GIVEN TEXT start

[MDEV-30577] Case folding for uca1400 collations is not up to date - Jira

XML

Word

Printable

Details

Type: Bug
Status: Closed (View Workflow)
Priority: Critical
Resolution: Fixed
Affects Version/s: 10.10(EOL)
Fix Version/s: 10.10.4, 10.11.3, 11.0.2, 11.1.1
Component/s: Character Sets
Labels:
None

Description

UCA1400 collations (added by ~~MDEV-27009~~) currently use Unicode-5.2.0 case folding tables.

They should use Unicode-14.0.0 tables instead.

The difference (see attached diff-520-1400.diff) between these two files:

shows that a few hundred new case folding mapping pairs where added in these letter scripts:

Cyrillic, Gergian, Cherokee, Glagolitic, Coptic, Latin, Osage, Vithkuqi, Old Hungarian, Warang Citi, Medefaidrin, Adlam.

GIVEN TEXT end

# TASK 1
In the case folding bug report, which Unicode version's case folding tables do the UCA1400 collations currently use?
# TASK 2
Continue the case folding bug report from its final sentence.
The rows after the bug report are separate material from it.

MATERIAL start

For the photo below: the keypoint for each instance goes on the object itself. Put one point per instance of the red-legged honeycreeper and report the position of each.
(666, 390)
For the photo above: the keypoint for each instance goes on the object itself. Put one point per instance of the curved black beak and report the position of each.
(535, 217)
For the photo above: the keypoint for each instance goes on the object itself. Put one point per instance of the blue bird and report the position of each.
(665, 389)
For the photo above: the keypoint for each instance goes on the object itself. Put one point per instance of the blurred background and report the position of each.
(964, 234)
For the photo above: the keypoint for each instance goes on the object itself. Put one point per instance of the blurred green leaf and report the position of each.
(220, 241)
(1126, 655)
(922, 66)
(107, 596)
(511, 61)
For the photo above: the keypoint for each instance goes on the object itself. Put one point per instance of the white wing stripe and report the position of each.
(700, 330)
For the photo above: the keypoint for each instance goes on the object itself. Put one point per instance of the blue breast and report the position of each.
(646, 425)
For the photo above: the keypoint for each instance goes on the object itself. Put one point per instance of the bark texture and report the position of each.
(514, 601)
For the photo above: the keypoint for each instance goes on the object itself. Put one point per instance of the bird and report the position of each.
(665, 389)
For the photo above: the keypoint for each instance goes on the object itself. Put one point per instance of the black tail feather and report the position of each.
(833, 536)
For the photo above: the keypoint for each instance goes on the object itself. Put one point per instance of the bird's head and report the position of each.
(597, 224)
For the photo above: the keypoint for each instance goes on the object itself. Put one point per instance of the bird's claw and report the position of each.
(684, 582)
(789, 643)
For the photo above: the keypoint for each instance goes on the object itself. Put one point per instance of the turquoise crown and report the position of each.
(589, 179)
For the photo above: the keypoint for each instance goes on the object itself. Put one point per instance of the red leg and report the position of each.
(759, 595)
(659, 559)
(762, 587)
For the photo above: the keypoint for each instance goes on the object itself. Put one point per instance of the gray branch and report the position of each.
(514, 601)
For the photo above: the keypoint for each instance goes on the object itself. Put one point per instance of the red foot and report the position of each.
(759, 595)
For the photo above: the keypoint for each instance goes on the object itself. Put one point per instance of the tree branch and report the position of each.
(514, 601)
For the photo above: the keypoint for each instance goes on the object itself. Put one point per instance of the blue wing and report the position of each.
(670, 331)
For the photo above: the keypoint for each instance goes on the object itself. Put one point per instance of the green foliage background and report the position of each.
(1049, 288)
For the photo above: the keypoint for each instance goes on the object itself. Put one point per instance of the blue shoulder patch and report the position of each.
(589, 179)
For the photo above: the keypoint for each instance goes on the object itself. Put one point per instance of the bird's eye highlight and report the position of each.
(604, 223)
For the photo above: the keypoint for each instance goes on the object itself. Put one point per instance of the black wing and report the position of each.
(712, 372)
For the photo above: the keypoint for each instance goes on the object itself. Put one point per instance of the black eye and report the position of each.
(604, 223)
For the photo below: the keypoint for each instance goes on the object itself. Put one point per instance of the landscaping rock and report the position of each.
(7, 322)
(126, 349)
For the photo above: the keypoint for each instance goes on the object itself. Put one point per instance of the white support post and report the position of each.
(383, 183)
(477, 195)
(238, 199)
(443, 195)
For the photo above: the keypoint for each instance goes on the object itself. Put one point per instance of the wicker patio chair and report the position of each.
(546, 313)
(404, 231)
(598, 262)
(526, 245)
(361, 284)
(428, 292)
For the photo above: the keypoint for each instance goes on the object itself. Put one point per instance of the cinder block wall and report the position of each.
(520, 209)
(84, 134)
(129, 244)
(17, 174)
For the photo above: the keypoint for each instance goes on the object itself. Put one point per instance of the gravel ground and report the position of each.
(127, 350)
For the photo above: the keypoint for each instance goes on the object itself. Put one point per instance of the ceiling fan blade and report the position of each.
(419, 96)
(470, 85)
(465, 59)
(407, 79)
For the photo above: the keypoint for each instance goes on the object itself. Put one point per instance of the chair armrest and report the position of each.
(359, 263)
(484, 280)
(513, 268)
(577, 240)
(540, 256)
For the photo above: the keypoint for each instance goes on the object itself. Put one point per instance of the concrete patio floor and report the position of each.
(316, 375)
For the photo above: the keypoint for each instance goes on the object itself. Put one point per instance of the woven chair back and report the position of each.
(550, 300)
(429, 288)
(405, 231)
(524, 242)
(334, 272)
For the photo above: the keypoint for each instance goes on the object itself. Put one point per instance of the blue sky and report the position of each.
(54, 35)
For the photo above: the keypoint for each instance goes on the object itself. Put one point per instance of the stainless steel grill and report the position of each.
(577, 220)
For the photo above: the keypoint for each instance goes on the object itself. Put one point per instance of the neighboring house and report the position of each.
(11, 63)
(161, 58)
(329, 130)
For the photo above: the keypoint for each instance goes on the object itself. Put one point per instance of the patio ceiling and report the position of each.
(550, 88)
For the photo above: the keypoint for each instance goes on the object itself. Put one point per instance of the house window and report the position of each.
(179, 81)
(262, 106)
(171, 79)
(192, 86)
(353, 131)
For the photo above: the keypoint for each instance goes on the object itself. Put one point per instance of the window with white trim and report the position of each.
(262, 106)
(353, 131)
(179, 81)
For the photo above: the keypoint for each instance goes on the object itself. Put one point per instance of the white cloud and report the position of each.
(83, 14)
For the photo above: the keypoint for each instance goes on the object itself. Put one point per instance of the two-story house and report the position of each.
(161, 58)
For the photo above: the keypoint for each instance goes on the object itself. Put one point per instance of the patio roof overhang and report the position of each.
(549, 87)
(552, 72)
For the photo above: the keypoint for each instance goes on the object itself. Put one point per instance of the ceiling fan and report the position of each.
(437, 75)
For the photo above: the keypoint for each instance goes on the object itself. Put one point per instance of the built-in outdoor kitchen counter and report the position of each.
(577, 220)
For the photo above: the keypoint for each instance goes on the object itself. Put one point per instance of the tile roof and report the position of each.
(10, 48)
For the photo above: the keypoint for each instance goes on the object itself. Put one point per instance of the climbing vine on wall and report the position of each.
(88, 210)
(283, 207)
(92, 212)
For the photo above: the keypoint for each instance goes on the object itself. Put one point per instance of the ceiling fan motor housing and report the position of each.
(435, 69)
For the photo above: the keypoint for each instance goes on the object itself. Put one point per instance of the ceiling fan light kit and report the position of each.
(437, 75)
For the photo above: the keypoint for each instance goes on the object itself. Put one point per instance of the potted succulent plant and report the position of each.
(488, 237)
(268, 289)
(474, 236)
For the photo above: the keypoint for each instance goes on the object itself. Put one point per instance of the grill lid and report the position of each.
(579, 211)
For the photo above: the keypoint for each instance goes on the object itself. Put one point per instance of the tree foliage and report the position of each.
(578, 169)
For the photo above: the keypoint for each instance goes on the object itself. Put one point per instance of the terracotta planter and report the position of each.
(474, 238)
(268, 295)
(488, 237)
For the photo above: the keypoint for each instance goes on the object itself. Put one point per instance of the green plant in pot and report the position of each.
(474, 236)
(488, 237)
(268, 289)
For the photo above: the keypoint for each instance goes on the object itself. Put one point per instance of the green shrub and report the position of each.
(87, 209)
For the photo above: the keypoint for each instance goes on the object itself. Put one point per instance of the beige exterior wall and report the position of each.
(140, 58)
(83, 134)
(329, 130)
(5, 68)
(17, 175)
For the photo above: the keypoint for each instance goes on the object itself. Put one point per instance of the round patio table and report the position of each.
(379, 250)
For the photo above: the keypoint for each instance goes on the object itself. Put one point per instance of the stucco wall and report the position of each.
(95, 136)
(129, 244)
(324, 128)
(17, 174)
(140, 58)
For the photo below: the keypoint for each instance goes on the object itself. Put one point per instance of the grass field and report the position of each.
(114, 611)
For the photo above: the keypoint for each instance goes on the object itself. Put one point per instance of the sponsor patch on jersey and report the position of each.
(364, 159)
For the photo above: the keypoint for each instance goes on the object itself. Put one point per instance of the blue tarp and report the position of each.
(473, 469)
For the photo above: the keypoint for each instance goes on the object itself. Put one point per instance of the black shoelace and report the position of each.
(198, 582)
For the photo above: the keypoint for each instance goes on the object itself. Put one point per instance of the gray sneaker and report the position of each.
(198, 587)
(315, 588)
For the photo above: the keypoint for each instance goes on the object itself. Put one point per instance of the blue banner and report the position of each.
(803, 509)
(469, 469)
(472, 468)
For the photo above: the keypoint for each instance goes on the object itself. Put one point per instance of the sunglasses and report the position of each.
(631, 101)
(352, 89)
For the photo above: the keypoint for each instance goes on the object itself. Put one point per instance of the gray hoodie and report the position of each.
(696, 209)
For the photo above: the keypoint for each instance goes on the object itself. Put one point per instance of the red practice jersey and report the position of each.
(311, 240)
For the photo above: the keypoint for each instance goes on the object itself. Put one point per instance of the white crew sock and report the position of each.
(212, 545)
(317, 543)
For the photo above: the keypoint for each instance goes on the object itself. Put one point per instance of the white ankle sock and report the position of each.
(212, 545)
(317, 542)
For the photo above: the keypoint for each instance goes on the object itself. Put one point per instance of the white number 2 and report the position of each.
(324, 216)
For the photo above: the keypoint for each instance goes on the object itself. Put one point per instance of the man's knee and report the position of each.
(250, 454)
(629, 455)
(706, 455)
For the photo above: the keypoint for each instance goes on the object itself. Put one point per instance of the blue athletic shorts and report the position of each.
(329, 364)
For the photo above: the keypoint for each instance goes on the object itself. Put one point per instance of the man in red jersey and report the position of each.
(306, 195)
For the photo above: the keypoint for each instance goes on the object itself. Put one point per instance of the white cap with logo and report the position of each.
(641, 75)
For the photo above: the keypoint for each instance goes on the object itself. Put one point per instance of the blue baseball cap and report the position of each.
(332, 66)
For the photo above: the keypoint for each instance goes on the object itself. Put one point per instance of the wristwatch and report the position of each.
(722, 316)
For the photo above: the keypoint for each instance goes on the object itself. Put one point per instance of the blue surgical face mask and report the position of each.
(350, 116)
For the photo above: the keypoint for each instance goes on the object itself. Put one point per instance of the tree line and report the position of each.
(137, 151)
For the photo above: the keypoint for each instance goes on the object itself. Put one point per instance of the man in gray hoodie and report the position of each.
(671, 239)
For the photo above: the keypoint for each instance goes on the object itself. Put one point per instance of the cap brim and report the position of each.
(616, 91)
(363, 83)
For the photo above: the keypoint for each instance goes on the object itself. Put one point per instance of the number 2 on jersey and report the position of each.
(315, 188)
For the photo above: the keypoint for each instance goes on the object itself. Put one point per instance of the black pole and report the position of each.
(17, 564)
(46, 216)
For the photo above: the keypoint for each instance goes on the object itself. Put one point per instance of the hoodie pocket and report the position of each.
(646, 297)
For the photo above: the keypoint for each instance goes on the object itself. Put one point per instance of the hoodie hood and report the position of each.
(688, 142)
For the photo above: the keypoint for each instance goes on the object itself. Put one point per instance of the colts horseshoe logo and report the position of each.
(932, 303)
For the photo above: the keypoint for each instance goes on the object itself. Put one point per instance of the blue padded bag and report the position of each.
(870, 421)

MATERIAL end

# TASK RESPONSE 1
They use the Unicode-5.2.0 case folding tables.

# TASK RESPONSE 2
This SQL script demonstrates the out-dated case folding:

CREATE OR REPLACE TABLE t1 (a VARCHAR(10) CHARACTER SET utf8 COLLATE uca1400_ai_ci);

# Insert letters appeared in Unicode-6.1 (released in January 2012)

INSERT INTO t1 VALUES (_ucs2 0xA792) /* U+A792 LATIN CAPITAL LETTER C WITH BAR */;

INSERT INTO t1 VALUES (_ucs2 0xA793) /* U+A793 LATIN SMALL LETTER C WITH BAR */;

SELECT HEX(a), HEX(LOWER(a)), HEX(UPPER(a)), a, LOWER(a), UPPER(a) FROM t1;

+--------+---------------+---------------+------+----------+----------+

| HEX(a) | HEX(LOWER(a)) | HEX(UPPER(a)) | a    | LOWER(a) | UPPER(a) |

+--------+---------------+---------------+------+----------+----------+

| EA9E92 | EA9E92        | EA9E92        | Ꞓ    | Ꞓ        | Ꞓ        |

| EA9E93 | EA9E93        | EA9E93        | ꞓ    | ꞓ        | ꞓ        |

+--------+---------------+---------------+------+----------+----------+

The above two characters (first appeared in Unicode-6.1) are expected to map to each other by functions UPPER and LOWER.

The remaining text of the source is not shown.